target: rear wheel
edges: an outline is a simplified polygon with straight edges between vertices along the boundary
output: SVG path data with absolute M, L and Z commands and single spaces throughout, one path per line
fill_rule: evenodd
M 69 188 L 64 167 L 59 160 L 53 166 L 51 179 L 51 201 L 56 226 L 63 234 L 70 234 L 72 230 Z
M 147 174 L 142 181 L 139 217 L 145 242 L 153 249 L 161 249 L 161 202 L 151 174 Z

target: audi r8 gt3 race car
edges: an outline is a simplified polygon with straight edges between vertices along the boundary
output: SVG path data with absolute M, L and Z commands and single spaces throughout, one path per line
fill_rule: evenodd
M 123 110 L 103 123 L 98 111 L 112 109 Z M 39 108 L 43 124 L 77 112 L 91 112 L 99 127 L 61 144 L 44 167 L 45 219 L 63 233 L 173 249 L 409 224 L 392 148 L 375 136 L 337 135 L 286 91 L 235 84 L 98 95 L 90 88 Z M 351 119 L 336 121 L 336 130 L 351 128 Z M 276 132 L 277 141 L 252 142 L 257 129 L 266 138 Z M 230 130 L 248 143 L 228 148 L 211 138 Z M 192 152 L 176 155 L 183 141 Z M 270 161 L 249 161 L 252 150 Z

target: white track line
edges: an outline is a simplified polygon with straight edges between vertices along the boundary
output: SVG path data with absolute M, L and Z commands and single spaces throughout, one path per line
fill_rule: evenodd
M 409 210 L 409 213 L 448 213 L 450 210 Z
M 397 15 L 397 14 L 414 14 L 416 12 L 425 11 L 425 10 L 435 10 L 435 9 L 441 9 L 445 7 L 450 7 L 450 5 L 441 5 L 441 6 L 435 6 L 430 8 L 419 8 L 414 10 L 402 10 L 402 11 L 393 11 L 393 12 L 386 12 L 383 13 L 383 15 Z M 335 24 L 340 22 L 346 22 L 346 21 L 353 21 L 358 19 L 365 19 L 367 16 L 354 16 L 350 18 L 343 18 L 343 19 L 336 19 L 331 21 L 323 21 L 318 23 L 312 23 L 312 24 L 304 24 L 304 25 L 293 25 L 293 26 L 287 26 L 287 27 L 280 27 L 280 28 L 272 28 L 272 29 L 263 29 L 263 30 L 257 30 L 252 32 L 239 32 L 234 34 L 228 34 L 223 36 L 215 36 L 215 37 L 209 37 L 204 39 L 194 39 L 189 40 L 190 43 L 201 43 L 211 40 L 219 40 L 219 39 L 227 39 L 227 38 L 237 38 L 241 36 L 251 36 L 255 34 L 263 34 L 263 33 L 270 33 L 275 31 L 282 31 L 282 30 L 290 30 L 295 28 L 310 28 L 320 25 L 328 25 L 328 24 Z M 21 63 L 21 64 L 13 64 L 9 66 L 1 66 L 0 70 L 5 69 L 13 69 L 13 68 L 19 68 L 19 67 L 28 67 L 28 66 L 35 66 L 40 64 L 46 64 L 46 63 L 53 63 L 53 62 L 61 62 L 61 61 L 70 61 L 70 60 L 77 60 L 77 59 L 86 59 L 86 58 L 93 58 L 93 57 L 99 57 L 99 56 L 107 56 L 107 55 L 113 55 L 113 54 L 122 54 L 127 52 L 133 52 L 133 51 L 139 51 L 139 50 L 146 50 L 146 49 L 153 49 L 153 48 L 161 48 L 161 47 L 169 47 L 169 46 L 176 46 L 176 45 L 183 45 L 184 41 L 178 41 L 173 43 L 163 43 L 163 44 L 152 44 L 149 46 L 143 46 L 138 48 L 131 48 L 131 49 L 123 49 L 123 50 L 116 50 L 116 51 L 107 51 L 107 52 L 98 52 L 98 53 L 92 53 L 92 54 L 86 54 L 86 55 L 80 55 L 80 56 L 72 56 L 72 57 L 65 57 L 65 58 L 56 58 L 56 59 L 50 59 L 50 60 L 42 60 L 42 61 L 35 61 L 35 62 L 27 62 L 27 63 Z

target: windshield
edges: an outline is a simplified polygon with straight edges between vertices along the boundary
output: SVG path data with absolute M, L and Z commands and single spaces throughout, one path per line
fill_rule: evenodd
▬▬▬▬▬▬
### INSTRUCTIONS FOR THE TASK
Every record must be retyped so that it matches the original exactly.

### PROBLEM SOLUTION
target: rear wheel
edges: an outline is a simplified polygon with straight edges between vertices along the boundary
output: SVG path data with absolute M, L and Z commands and single spaces throughout, one path per line
fill_rule: evenodd
M 69 188 L 64 167 L 59 160 L 53 166 L 51 179 L 51 201 L 56 226 L 63 234 L 70 234 L 72 230 Z
M 147 174 L 142 181 L 139 217 L 145 242 L 153 249 L 161 249 L 161 202 L 151 174 Z

target: audi r8 gt3 race car
edges: an outline is a simplified polygon with straight edges between vertices along the boundary
output: SVG path data with absolute M, L and Z commands and single spaces throughout, one path per line
fill_rule: evenodd
M 123 110 L 103 123 L 98 111 L 112 109 Z M 39 108 L 43 124 L 77 112 L 91 112 L 99 127 L 61 144 L 44 167 L 45 219 L 63 233 L 173 249 L 409 224 L 392 148 L 375 136 L 337 135 L 286 91 L 235 84 L 98 95 L 90 88 Z M 351 119 L 336 121 L 336 130 L 351 128 Z M 276 132 L 277 141 L 252 142 L 257 129 L 266 138 Z M 230 130 L 248 143 L 228 148 L 211 138 Z M 192 152 L 176 155 L 183 141 Z M 270 161 L 249 161 L 252 150 Z

target: white track line
edges: an outline is a simplified polygon with straight edges between vertices along the boundary
output: SVG path data with absolute M, L and Z commands and single spaces throughout, one path per line
fill_rule: evenodd
M 409 210 L 409 213 L 448 213 L 450 210 Z
M 397 15 L 397 14 L 414 14 L 416 12 L 425 11 L 425 10 L 435 10 L 435 9 L 441 9 L 445 7 L 450 7 L 450 5 L 441 5 L 441 6 L 435 6 L 430 8 L 419 8 L 414 10 L 402 10 L 402 11 L 393 11 L 393 12 L 386 12 L 383 13 L 383 15 Z M 335 24 L 340 22 L 346 22 L 346 21 L 353 21 L 358 19 L 365 19 L 367 16 L 354 16 L 350 18 L 343 18 L 343 19 L 336 19 L 331 21 L 323 21 L 318 23 L 312 23 L 312 24 L 304 24 L 304 25 L 293 25 L 293 26 L 287 26 L 287 27 L 280 27 L 280 28 L 272 28 L 272 29 L 263 29 L 263 30 L 257 30 L 252 32 L 239 32 L 234 34 L 228 34 L 223 36 L 215 36 L 215 37 L 209 37 L 204 39 L 194 39 L 189 40 L 190 43 L 201 43 L 211 40 L 219 40 L 219 39 L 227 39 L 227 38 L 237 38 L 241 36 L 251 36 L 255 34 L 263 34 L 263 33 L 270 33 L 275 31 L 282 31 L 282 30 L 290 30 L 295 28 L 310 28 L 320 25 L 328 25 L 328 24 Z M 21 63 L 21 64 L 13 64 L 9 66 L 1 66 L 0 70 L 5 69 L 13 69 L 13 68 L 19 68 L 19 67 L 28 67 L 28 66 L 35 66 L 40 64 L 46 64 L 46 63 L 53 63 L 53 62 L 61 62 L 61 61 L 70 61 L 70 60 L 77 60 L 77 59 L 86 59 L 86 58 L 93 58 L 93 57 L 99 57 L 99 56 L 107 56 L 107 55 L 113 55 L 113 54 L 122 54 L 127 52 L 133 52 L 133 51 L 139 51 L 139 50 L 146 50 L 146 49 L 153 49 L 153 48 L 161 48 L 161 47 L 169 47 L 169 46 L 176 46 L 176 45 L 183 45 L 184 41 L 178 41 L 173 43 L 163 43 L 163 44 L 152 44 L 149 46 L 143 46 L 138 48 L 131 48 L 131 49 L 123 49 L 123 50 L 116 50 L 116 51 L 107 51 L 107 52 L 98 52 L 98 53 L 92 53 L 92 54 L 86 54 L 86 55 L 80 55 L 80 56 L 72 56 L 72 57 L 65 57 L 65 58 L 56 58 L 56 59 L 50 59 L 50 60 L 42 60 L 42 61 L 35 61 L 35 62 L 27 62 L 27 63 Z

target: windshield
edges: an outline is a simplified polygon with straight edges between vertices along the boundary
output: SVG path data with absolute M, L and Z commands and single spaces throughout, one path per line
fill_rule: evenodd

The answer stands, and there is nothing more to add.